SET OF TASKS:
(A) Decide whether each statement below agrees with the passage on detecting metal foreign objects: (i) coil detection is listed as having low cost and high sensitivity; (ii) parameter detection requires additional equipment; (iii) ferromagnetic metals affect coil parameters only through the eddy current effect. For each, answer yes or no and quote the deciding words of the passage.
(B) Reproduce the passage on detecting metal foreign objects word for word, from "2.1. Influence Characteristics" down to "of the system.".

SELECTED EXTRACT:

Table 1. Comparison of FOD technologies.

Method	Advantages	Disadvantages	Suitable Scene
Parameter detection	No additional equipment required	Low sensitivity	Low power level, low accuracy
Sensor detection	Wide recognition range	High cost, vulnerable to external interference	Regardless of the cost
Coil detection	Low cost, high sensitivity, multifunctional	Occupied space, subject to coil interference	High power level, high accuracy

.

In order to identify the position and type of foreign objects, this paper adopts the method of detecting coil, establishes the suitable detecting coil arrangement, and designs the detection circuit to achieve higher detection accuracy. A method based on frequency scanning is proposed to realize the recognition of metal types. The MOD system proposed in this paper is beneficial to improve the security of the EV-WPT system.

2. Influence Analysis of Metal Foreign Objects

Different metal types have different effects when they are near the WPT system. When the non-ferromagnetic metal is near the transmitting coil, the impedance parameters of the transmitting coil will be affected by the eddy current effect of the metal [19]. When the ferromagnetic metal is close to the coil, the magnetic effect will also affect the coil parameters in addition to the eddy current effect [20]. This section will model the WPT system based on metal foreign objects and analyze the influence of different types of metals on coil parameters theoretically.

2.1. Influence Characteristics of Non-Ferromagnetic Metals

When there is a metal foreign object between the coils, due to the relatively high conductivity of the metal material, the alternating magnetic field between the primary and secondary coils of the WPT system induces current on the metal material and forms a closed loop, as referenced as Figure 1. At the same time, the eddy currents in the metal plate also create a magnetic field to counteract the magnetic field between the coils, thus changing the coil parameters of the system.

According to the loosely-coupled transformer model, the eddy current on non-ferromagnetic metals can be equivalent to series equivalent circuits of inductors and resistors, and is magnetically coupled to the coils. Therefore, the equivalent circuit of the EV-WPT system in the presence of non-ferromagnetic metal objects is shown in Figure 2, where L_m and R_m are the metal’s equivalent self-inductance and equivalent internal resistance, respectively, I_m is the metal’s equivalent eddy current, and M_pm and M_sm are the mutual inductance between the metal and the coil, respectively.

INFORMATION SUPPLIED:
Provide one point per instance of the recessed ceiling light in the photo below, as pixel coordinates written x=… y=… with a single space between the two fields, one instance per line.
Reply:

ANSWERS BELOW:
(A)
(i) Yes: "Low cost, high sensitivity, multifunctional"
(ii) No: "No additional equipment required"
(iii) No: "the magnetic effect will also affect the coil parameters in addition to the eddy current effect"

(B)
2.1. Influence Characteristics of Non-Ferromagnetic Metals

When there is a metal foreign object between the coils, due to the relatively high conductivity of the metal material, the alternating magnetic field between the primary and secondary coils of the WPT system induces current on the metal material and forms a closed loop, as referenced as Figure 1. At the same time, the eddy currents in the metal plate also create a magnetic field to counteract the magnetic field between the coils, thus changing the coil parameters of the system.